EXERCISE: In the listing below, substitute "Supply" for "Provide" in everything from the line containing "wave crest. Return only the coordinates." down to the end of the listing, and reproduce only those lines with nothing else changed.
* start *
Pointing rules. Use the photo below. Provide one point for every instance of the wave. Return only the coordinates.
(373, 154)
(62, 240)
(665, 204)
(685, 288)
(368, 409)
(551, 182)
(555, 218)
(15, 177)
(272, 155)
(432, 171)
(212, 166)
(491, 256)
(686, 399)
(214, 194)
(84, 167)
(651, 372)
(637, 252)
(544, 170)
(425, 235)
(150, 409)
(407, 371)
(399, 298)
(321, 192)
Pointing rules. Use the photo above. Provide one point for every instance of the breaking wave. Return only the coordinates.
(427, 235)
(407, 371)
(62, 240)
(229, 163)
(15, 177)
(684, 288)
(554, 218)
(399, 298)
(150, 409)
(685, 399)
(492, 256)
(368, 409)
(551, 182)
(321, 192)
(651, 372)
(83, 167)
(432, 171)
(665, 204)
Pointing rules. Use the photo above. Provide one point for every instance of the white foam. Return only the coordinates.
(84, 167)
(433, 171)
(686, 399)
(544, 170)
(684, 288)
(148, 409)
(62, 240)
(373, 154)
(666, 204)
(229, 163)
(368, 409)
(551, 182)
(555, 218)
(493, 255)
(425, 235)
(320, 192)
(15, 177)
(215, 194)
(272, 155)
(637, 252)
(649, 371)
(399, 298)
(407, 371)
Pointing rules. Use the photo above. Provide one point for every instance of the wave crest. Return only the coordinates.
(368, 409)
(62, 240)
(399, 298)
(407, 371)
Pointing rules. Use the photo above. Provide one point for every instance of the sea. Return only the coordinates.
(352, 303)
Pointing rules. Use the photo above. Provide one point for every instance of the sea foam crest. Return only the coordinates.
* end *
WRITTEN SOLUTION:
Pointing rules. Use the photo above. Supply one point for every instance of the wave crest. Return only the coordinates.
(368, 409)
(62, 240)
(399, 298)
(407, 371)
Pointing rules. Use the photo above. Supply one point for every instance of the sea. Return only the coordinates.
(352, 303)
Pointing rules. Use the photo above. Supply one point for every instance of the sea foam crest. Return only the coordinates.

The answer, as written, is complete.